• [BRIEF 1]: In the time-to-hire passage, how many of the roughly 70 days occur after the first interview?
• [BRIEF 2]: Pick up the time-to-hire passage after its last sentence and keep writing in the same voice.
--- Begin READING PASSAGE ---
Bottleneck optimisation only shows after 1-2 quarters. Quarterly check whether median time-per-stage improved. Watch mean tricks: a single hire with 200 days time-to-hire can improve mean if previously excluded - read median.

The definition you must agree on

Time-to-hire is constantly measured differently, making the number incomparable across tools + teams. Our definition: calendar days (not workdays) between the day the role went public and the day the contract was signed by both sides. A role never hired has no time-to-hire (it's 'open' or 'closed without hire').

Time-to-fill is the other common metric: days between role creation (internal, before publication) and contract. Time-to-fill is always longer than time-to-hire (approval + pre-publication lead time counts), and is measurement-trickier because 'role creation' is subjective.

Three bottleneck patterns in 80% of teams

One - 'review backlog': 7+ days pass between application receipt and first review. Cause: HR overloaded, applications read in batches. Fix: KI pre-sort with score orders the queue so top 20% are visible in the first 30 minutes. Effect: -3 to -5 days time-to-hire per role (see also: recruiting KPIs that actually count).

Two - 'hiring-manager bottleneck': 5+ days between 'HR says: invite' and actual invite. Cause: hiring manager hasn't responded. Fix: explicit SLA with hiring manager (e.g. '48h response on recommendation'), auto-reminder after 48h. Effect: -2 to -4 days.

Three - 'offer bottleneck': 4+ days between 'we'll offer' and 'offer sent'. Cause: salary/contract discussion, approval loop. Fix: pre-approved salary bands per role, contract templates, direct send. Effect: -2 to -3 days.

2026 benchmark: what's normal in the DACH market

The most-cited market figure comes from the Xing Bewerbungsreport 2025 (analysis of ~2.5M applications in the DACH region): average time-to-hire sits around 70 days, with ~19 applications and 4 interviews per hire. By industry it scatters widely: healthcare ~58 days, manufacturing/machining ~85 days, teaching/research ~85 days, IT/software development ~87 days. Treat these as rough orientation, not a target - your role profile dominates the span more than your industry.

The genuinely useful figure from the same report: of those 70 days, roughly 49 days occur after the first interview. That's the single most important sentence in this whole topic. Most teams optimise the front of the funnel (faster review, faster invite), but the biggest lever sits at the back - in the gap between interview, decision and offer. That's exactly where your attention belongs if you want to move the total number.
--- End READING PASSAGE ---
--- Begin DATA SHOWN ---
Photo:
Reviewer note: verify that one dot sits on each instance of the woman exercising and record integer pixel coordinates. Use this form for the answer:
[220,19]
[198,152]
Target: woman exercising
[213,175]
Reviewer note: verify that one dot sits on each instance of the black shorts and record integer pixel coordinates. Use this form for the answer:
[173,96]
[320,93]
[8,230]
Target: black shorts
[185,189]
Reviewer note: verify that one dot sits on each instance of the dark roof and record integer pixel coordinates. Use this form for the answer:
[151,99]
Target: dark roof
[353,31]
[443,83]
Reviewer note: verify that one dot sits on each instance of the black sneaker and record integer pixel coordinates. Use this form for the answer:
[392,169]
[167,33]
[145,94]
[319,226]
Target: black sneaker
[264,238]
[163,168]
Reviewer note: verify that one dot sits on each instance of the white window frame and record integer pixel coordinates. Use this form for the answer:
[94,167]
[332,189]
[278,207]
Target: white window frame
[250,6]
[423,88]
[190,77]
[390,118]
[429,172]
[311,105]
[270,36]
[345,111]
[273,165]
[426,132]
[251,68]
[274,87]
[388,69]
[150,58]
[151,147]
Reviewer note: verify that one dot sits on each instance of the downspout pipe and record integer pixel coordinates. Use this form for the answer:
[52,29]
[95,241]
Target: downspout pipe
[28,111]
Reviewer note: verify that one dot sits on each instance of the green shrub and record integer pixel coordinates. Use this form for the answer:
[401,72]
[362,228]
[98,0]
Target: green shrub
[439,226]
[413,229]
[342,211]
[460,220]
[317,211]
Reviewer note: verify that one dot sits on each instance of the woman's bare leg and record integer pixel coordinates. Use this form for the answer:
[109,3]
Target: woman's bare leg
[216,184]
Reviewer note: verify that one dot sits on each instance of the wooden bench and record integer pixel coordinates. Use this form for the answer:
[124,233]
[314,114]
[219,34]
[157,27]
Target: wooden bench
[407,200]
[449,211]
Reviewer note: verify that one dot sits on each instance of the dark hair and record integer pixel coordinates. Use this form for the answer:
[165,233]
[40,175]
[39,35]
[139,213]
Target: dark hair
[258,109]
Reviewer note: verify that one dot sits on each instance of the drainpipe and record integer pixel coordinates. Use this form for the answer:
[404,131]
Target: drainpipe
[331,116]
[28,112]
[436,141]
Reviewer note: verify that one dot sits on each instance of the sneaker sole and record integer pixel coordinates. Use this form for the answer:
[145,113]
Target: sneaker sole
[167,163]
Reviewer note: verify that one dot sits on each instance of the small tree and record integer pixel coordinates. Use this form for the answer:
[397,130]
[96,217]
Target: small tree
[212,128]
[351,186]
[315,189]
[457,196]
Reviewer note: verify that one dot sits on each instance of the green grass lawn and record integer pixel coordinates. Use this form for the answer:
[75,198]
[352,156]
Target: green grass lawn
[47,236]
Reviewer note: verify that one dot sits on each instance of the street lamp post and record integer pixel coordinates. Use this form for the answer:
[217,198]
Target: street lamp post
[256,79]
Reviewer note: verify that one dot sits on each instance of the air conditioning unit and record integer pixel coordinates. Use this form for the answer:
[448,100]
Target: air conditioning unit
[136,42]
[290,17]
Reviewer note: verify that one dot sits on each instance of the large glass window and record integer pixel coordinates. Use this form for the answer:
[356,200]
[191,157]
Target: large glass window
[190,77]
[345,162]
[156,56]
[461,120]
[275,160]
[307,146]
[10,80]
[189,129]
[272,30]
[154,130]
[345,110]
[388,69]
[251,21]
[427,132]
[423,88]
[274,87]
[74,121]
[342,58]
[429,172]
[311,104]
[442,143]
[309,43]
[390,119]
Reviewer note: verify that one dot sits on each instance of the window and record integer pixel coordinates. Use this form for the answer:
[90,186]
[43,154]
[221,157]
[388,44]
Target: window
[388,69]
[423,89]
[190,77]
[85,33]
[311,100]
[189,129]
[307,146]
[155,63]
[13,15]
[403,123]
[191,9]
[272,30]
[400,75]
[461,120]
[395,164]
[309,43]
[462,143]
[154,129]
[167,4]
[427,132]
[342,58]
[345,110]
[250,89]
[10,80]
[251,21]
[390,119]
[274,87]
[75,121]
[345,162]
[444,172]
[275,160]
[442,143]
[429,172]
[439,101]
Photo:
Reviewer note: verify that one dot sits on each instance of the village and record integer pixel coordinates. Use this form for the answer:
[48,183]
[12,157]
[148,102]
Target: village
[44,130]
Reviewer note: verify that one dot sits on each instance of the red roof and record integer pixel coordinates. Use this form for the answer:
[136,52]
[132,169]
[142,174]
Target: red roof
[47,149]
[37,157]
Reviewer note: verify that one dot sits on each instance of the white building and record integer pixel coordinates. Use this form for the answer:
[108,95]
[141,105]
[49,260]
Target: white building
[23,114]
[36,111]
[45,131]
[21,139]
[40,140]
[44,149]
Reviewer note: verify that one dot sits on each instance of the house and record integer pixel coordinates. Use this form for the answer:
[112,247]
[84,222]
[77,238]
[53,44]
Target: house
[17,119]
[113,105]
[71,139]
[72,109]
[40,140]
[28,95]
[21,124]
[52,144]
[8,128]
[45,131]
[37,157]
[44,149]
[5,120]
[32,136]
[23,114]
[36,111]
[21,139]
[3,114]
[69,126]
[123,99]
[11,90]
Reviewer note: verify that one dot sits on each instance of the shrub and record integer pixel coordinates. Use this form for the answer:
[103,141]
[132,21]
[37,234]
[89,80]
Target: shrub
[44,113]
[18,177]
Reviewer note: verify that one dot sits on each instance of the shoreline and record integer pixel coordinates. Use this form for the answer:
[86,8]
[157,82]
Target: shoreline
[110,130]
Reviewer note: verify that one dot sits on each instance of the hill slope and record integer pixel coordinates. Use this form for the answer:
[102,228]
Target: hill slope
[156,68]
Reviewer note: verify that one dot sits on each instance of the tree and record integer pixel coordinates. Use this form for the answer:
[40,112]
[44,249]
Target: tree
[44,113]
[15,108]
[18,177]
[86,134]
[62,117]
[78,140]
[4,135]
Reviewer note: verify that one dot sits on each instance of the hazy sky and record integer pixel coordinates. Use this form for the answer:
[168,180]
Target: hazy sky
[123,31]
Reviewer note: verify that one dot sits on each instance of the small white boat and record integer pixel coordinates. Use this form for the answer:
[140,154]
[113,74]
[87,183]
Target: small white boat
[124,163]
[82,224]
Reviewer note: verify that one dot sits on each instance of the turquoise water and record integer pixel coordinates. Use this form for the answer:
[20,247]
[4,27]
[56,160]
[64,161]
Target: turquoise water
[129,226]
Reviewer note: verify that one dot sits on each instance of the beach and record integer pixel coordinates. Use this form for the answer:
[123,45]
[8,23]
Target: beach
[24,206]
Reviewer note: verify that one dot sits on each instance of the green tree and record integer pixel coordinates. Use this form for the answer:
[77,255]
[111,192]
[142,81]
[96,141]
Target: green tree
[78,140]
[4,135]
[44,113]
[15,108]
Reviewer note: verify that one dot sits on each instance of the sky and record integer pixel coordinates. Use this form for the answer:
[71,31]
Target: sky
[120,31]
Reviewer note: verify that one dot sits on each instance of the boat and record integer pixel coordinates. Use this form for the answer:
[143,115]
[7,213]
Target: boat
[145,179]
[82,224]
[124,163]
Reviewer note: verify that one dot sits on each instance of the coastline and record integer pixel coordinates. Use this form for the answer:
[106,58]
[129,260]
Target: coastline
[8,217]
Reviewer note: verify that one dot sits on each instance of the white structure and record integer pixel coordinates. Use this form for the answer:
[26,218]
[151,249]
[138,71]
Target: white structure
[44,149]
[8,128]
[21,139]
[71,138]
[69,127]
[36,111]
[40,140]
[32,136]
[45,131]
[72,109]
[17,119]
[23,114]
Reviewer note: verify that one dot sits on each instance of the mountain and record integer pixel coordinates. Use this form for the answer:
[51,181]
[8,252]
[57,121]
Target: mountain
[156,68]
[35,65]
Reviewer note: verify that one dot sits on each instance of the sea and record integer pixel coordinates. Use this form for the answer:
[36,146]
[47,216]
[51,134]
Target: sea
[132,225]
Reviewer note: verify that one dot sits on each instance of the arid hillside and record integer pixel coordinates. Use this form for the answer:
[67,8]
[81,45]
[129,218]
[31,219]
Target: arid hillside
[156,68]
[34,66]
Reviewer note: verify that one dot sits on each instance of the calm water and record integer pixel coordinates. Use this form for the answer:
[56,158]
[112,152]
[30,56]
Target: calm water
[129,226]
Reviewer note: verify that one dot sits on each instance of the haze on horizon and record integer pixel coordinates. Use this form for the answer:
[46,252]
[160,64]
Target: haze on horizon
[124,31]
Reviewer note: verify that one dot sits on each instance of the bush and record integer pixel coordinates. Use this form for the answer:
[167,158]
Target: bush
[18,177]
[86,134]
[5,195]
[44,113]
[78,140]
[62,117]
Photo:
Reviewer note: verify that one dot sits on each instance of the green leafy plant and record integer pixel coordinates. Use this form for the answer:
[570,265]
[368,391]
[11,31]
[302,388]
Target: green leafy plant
--- End DATA SHOWN ---
• [EXPECTED OUTPUT 1]: Roughly 49 days.

• [EXPECTED OUTPUT 2]:
What a long time-to-hire actually costs

The number isn't an end in itself - it's a cost proxy. Every extra day a role stays open costs twice: directly through vacancy (lost productivity or revenue of the unfilled role, plus ongoing sourcing and ad spend) and indirectly through candidate experience. The second is underrated: top talent is off the market within a few weeks on average. A process that takes 49 days after the first interview loses exactly the candidates who hold multiple offers - you unconsciously select for the ones nobody else wanted.

So speed in the back of the funnel isn't purely an efficiency question, it's a quality one. Fast, committed post-interview communication ('decision in 5 days, offer in 3 more') is often the difference between a yes and a no - and costs nothing but discipline. Solving the bottleneck in KI screening at the front while dawdling at the back gives away the bigger lever.

When time-to-hire becomes irrelevant

For senior/specialist roles with long searches, time-to-hire is a poor optimisation metric because the dominant factor is 'did we find the right person' - not 'did we decide quickly'. A senior backend role open 90 days because the first 60 days no one with the profile arrived isn't an HR-speed problem, it's a sourcing-reach problem.

Rule of thumb: time-to-hire is a junior/mid volume metric. For senior roles, 'quality of hire' (12-month performance of hire) and 'sourcing reach' (how many qualified profiles we actively contacted) matter more.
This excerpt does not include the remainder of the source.